● Task prompt:
Output the data below in full, character for character.
━━━━━ Data supplied ━━━━━
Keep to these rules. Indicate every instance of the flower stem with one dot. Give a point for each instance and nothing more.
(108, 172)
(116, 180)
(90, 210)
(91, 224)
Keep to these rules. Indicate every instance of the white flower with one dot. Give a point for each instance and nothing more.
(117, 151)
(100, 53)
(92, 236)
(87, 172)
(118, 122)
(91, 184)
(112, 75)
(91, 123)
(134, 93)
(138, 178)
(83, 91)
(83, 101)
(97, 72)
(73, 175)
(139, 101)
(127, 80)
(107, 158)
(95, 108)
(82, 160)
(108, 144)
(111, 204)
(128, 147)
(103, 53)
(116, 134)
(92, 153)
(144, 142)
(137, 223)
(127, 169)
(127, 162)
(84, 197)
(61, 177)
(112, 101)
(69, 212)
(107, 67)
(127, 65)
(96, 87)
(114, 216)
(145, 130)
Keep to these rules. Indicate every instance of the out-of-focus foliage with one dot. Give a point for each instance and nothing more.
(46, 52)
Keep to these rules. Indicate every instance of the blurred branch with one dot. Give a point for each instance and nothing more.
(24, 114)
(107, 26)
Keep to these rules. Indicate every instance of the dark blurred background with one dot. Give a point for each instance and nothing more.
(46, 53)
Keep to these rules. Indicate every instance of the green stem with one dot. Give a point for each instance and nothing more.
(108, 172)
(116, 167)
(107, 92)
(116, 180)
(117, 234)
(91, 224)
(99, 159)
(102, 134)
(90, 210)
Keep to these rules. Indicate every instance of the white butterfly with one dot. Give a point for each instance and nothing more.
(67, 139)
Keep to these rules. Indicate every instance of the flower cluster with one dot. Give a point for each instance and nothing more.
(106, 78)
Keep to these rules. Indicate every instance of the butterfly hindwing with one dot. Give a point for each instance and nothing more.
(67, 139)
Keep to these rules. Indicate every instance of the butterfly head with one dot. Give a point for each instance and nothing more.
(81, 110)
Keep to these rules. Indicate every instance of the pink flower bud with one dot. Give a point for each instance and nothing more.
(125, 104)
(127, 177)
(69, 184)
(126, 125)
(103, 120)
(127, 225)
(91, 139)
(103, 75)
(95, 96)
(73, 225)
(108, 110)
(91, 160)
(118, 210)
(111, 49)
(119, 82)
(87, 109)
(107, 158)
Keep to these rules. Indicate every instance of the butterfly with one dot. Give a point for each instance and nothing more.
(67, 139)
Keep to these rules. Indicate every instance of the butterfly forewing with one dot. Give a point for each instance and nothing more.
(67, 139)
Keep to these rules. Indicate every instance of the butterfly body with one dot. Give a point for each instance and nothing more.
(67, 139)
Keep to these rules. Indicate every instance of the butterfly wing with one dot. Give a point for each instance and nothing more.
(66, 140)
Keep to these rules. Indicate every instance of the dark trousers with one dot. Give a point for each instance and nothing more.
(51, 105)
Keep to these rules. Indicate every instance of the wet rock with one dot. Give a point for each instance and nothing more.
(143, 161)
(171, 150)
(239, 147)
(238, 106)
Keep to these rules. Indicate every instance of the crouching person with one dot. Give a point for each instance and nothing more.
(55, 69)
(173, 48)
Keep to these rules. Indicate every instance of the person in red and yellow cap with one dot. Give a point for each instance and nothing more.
━━━━━
● Answer for the task:
Keep to these rules. Indicate every instance of the flower stem with one dot. Give a point for each instance and nothing more.
(108, 172)
(116, 180)
(90, 210)
(91, 224)
Keep to these rules. Indicate every instance of the white flower with one dot. Give a point for each instance and nothing more.
(117, 151)
(100, 53)
(92, 236)
(87, 172)
(118, 122)
(91, 184)
(112, 75)
(91, 123)
(134, 93)
(138, 178)
(83, 91)
(83, 101)
(97, 72)
(73, 175)
(139, 101)
(127, 80)
(107, 158)
(95, 108)
(82, 160)
(108, 144)
(111, 204)
(128, 147)
(103, 53)
(116, 134)
(92, 153)
(144, 142)
(137, 223)
(127, 169)
(127, 162)
(84, 197)
(61, 177)
(112, 101)
(69, 212)
(107, 67)
(127, 65)
(96, 87)
(114, 216)
(145, 130)
Keep to these rules. Indicate every instance of the out-of-focus foliage with one dot. Give a point for each instance and nothing more.
(46, 52)
Keep to these rules. Indicate every instance of the blurred branch with one dot. Give a point for each instance and nothing more.
(24, 114)
(107, 26)
Keep to these rules. Indicate every instance of the dark blurred background with one dot. Give a point for each instance and nothing more.
(46, 53)
Keep to these rules. Indicate every instance of the green stem with one dot. Give a point for each instance and nothing more.
(108, 172)
(116, 167)
(107, 92)
(116, 180)
(117, 234)
(91, 224)
(99, 159)
(102, 134)
(90, 210)
Keep to these rules. Indicate every instance of the white butterfly with one dot. Give a point for each instance and nothing more.
(67, 139)
Keep to these rules. Indicate every instance of the flower cluster with one dot. Give a point for each instance and nothing more.
(106, 78)
Keep to these rules. Indicate every instance of the butterfly hindwing with one dot. Give a point for each instance and nothing more.
(67, 139)
Keep to these rules. Indicate every instance of the butterfly head with one dot. Give a point for each instance and nothing more.
(81, 110)
Keep to these rules. Indicate every instance of the pink flower bud with one dot. Give a point for each instance and nothing more.
(125, 104)
(127, 177)
(69, 184)
(126, 125)
(103, 120)
(127, 225)
(91, 139)
(103, 75)
(95, 96)
(73, 225)
(108, 110)
(91, 160)
(118, 210)
(111, 49)
(119, 82)
(87, 109)
(107, 158)
Keep to these rules. Indicate every instance of the butterfly with one dot. Give a point for each instance and nothing more.
(67, 139)
Keep to these rules. Indicate every instance of the butterfly forewing with one dot. Give a point for each instance and nothing more.
(67, 139)
Keep to these rules. Indicate every instance of the butterfly body with one dot. Give a point for each instance and nothing more.
(67, 139)
Keep to these rules. Indicate every instance of the butterfly wing with one dot. Give a point for each instance and nothing more.
(66, 140)
Keep to these rules. Indicate every instance of the dark trousers with one dot. Give a point for each instance and nothing more.
(51, 105)
Keep to these rules. Indicate every instance of the wet rock with one dot. Give a point for each instance and nothing more.
(143, 161)
(171, 150)
(239, 147)
(238, 106)
Keep to these rules. Indicate every instance of the crouching person with one dot. Give a point for each instance and nothing more.
(55, 69)
(173, 48)
Keep to these rules. Indicate every instance of the person in red and yellow cap with one dot. Give a point for each instance and nothing more.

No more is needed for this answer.